● TEXT EXCERPT:
LONDON -- Aston Martin is on its way to solving the company's long-standing overstocking issue that has impacted the company's profitability for years, CEO Tobias Moers said.
The microchip crisis has reduced inventories for nearly all automakers but Aston Martin's lower stock levels are less to do with supply shortages and more to do with the company pushing retail sales above sales from stock, Moers told Automotive News Europe during an earnings call.
Aston Martin's current inventory is around 700 sports cars and a similar number of DBX SUVs, "the lowest level ever for the company," Moers said.
Aston Martin is seeking to raise its average selling price and the best way to do that is persuade customers to order models specific to them via the dealer or through the company's website.
"Retail-type orders are always a higher ASP [average selling price], always," Moers said.
Aston Martin raised its average selling price across all models including high-price, low-volume specials to 157,000 ($210,300) pounds in the first nine months from 137,000 pounds through 2020, the company said. In 2016 the average selling price was 116,000 pounds.
The company lost 98 million pounds for the quarter ending Sept. 30, but its year-to-date loss of 189 million pounds is an improvement on last year's loss of 308 million pounds over the same period.
Moers said the U.S. and China, Aston Martin's two largest markets, remain "dealer-order regions" where customers do not like to wait for the cars they purchase but that was changing. "We see movement into more retail-like orders in North America and China," he said.

● SUPPLIED INFORMATION:
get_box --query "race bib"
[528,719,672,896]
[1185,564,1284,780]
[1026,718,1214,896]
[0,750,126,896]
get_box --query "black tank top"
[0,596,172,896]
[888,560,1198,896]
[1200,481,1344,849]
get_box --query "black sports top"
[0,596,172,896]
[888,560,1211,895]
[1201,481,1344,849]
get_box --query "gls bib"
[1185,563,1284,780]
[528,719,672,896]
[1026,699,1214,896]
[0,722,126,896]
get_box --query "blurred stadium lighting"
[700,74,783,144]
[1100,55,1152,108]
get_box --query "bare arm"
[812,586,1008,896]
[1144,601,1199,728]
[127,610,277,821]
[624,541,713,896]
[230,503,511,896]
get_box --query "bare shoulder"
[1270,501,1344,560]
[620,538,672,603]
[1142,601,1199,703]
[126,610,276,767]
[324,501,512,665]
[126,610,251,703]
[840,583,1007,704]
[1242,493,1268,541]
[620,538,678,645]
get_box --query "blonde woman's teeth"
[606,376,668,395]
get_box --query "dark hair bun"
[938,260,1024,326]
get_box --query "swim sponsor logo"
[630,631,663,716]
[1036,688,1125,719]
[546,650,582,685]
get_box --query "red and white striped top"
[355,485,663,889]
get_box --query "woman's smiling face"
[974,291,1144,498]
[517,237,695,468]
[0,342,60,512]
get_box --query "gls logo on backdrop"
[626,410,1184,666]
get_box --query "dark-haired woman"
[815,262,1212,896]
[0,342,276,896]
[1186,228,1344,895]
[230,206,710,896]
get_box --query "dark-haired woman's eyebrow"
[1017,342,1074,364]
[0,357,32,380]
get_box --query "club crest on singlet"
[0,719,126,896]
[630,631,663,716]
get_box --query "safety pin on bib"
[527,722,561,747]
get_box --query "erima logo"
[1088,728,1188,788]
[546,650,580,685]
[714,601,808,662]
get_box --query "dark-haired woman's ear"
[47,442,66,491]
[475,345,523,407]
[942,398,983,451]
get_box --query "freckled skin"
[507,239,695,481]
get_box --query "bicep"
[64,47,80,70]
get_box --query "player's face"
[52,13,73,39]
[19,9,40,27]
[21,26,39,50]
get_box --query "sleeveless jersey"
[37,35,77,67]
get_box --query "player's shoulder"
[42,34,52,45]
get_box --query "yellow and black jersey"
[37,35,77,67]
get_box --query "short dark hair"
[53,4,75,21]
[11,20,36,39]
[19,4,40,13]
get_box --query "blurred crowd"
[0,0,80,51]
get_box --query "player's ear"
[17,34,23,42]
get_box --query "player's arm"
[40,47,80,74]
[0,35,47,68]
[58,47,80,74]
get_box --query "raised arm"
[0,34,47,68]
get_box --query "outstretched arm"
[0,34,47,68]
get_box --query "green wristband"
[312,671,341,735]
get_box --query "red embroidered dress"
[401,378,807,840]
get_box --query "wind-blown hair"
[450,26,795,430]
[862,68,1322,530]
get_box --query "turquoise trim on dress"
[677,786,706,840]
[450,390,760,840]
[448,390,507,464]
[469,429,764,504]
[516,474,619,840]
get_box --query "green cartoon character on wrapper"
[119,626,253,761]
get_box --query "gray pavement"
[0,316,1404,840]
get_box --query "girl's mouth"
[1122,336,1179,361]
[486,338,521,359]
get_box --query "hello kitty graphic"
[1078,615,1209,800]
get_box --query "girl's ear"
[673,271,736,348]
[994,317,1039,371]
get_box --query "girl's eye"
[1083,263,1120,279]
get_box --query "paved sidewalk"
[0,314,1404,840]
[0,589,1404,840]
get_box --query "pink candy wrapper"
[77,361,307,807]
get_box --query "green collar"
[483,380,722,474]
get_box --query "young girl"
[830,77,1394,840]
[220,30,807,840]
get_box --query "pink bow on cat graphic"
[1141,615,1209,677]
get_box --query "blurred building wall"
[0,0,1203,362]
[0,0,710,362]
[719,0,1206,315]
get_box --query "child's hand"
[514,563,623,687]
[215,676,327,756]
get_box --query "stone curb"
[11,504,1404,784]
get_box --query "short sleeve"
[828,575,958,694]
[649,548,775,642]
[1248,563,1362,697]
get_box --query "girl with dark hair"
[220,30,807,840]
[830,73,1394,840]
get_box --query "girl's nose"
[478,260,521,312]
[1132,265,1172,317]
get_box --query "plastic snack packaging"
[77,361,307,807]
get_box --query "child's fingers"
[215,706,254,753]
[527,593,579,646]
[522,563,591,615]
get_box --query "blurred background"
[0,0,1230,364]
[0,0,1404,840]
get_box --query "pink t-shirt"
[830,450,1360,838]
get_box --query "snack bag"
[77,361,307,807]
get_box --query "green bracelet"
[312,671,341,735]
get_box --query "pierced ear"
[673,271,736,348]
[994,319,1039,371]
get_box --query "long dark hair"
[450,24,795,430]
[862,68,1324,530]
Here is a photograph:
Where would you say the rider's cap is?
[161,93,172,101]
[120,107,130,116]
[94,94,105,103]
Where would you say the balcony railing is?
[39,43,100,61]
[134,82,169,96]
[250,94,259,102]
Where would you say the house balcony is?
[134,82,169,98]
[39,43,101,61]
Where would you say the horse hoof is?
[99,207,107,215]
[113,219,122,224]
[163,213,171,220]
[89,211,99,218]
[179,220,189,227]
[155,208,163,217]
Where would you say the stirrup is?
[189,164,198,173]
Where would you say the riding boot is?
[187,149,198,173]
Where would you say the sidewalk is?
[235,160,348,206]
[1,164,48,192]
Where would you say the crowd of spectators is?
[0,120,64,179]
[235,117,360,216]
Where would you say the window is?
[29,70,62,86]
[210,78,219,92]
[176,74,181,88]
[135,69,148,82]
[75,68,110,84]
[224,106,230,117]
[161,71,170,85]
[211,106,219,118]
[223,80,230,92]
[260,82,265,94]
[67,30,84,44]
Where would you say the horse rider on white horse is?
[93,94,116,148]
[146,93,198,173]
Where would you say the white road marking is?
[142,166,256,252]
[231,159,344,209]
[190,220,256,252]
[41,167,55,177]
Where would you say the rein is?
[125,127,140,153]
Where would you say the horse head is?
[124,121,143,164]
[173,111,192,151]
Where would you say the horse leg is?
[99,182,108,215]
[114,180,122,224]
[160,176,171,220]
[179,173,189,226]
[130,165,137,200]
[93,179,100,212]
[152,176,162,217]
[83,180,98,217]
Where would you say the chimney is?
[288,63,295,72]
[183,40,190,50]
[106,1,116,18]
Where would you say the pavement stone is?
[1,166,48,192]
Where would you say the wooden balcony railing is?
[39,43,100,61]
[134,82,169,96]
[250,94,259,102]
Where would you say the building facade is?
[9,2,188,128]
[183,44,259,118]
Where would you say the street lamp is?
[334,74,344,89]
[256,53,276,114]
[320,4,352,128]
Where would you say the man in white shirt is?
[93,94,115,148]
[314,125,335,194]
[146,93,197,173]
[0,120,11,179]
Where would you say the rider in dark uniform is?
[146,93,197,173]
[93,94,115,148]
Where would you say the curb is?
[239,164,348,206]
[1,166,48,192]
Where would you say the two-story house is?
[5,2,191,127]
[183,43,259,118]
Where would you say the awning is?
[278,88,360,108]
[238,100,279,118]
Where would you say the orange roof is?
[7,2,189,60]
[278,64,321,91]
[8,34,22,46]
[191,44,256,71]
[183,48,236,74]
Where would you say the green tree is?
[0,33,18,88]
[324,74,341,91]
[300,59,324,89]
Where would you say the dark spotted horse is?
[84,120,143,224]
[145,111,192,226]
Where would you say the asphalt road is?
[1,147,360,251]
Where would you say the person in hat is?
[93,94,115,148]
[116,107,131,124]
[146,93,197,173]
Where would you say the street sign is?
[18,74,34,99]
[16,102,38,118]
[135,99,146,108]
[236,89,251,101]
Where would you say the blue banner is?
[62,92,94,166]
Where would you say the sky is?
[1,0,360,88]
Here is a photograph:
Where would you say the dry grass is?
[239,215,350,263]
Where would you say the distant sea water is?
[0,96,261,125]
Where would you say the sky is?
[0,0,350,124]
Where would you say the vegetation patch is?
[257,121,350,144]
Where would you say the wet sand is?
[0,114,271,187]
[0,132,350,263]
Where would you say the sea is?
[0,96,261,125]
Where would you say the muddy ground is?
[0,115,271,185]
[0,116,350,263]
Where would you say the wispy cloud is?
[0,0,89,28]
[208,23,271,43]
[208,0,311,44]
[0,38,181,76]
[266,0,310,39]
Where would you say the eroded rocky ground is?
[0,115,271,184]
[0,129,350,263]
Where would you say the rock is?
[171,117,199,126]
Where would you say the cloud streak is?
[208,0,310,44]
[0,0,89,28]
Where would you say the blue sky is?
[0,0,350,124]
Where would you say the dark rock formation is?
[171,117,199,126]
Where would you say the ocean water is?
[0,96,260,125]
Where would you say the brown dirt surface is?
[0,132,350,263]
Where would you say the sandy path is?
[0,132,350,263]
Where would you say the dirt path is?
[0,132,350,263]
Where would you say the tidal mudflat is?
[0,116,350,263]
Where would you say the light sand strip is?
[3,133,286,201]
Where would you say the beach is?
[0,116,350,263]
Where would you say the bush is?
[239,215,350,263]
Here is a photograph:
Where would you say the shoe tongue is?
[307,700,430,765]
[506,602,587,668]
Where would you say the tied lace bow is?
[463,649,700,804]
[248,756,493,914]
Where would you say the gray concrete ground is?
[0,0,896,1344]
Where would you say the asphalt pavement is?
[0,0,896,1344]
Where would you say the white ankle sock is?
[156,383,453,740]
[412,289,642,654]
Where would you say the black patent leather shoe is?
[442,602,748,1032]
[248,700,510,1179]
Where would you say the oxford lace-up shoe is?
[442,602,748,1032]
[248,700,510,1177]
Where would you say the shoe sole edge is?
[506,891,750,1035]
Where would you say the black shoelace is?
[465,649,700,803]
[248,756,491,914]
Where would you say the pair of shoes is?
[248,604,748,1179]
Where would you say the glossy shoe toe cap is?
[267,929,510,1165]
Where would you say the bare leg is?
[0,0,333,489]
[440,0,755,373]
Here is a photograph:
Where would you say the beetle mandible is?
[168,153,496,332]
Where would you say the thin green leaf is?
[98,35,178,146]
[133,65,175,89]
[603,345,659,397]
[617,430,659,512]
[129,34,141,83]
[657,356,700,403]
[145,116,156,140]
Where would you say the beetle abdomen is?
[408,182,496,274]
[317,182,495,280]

● PROBLEM DETAILS:
Retype the Aston Martin article word for word, between "LONDON -- Aston" and "Tobias Moers said.", inclusive.

● EXPECTED OUTPUT:
LONDON -- Aston Martin is on its way to solving the company's long-standing overstocking issue that has impacted the company's profitability for years, CEO Tobias Moers said.